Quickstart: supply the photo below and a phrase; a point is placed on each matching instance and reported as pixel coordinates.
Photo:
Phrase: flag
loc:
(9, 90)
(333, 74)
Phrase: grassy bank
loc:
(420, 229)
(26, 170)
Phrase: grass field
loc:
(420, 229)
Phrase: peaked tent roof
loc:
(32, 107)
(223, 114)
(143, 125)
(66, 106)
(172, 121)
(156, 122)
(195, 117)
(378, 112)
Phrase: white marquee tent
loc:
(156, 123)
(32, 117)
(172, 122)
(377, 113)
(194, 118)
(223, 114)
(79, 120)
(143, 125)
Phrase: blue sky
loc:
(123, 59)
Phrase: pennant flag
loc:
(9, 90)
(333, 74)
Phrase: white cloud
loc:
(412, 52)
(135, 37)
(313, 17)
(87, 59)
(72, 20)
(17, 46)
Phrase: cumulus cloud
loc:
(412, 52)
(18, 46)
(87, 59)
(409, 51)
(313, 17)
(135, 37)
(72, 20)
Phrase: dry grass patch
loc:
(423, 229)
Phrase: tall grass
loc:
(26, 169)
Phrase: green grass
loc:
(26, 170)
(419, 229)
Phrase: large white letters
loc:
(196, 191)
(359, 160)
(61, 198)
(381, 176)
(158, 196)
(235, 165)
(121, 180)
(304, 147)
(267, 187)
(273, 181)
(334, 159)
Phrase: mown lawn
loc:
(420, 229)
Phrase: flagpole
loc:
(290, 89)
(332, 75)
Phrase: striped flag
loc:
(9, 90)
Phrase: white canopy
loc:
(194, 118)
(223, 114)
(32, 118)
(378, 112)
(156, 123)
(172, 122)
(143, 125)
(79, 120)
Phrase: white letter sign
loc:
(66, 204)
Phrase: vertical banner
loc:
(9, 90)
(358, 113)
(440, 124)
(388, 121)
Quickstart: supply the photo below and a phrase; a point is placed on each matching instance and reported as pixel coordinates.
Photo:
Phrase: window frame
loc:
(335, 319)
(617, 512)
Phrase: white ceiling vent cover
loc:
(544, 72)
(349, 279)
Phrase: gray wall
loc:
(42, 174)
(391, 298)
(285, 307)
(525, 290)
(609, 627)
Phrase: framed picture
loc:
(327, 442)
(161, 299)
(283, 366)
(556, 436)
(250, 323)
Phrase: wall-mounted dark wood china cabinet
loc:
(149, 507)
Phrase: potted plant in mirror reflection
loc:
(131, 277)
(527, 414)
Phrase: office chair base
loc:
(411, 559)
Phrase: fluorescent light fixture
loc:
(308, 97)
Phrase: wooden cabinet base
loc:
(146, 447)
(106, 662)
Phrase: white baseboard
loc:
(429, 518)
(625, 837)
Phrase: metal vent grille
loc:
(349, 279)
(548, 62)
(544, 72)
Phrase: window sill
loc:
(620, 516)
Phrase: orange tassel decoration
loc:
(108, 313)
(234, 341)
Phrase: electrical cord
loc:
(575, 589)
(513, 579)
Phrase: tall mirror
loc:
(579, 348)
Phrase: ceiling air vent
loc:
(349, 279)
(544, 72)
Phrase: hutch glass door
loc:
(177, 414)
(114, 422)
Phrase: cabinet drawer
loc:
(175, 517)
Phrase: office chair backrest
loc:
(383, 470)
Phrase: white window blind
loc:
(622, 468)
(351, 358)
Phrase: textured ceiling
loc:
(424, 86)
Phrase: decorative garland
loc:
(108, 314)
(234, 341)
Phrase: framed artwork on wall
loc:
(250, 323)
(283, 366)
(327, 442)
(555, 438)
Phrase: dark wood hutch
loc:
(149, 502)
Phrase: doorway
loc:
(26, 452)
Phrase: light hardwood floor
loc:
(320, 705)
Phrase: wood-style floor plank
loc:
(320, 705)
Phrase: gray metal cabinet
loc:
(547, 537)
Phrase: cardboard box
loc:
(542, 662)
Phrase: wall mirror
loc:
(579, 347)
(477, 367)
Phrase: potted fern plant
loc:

PROBLEM DETAILS - Rewrite the data from the line containing "Phrase: wood-style floor plank" through the end of the data, inclusive, swapping "cardboard box" for "shipping carton" and leaving everything else unchanged.

SOLUTION TO THE PROBLEM -
Phrase: wood-style floor plank
loc:
(320, 705)
Phrase: gray metal cabinet
loc:
(547, 537)
Phrase: shipping carton
loc:
(542, 662)
Phrase: wall mirror
loc:
(579, 347)
(477, 367)
Phrase: potted fern plant
loc:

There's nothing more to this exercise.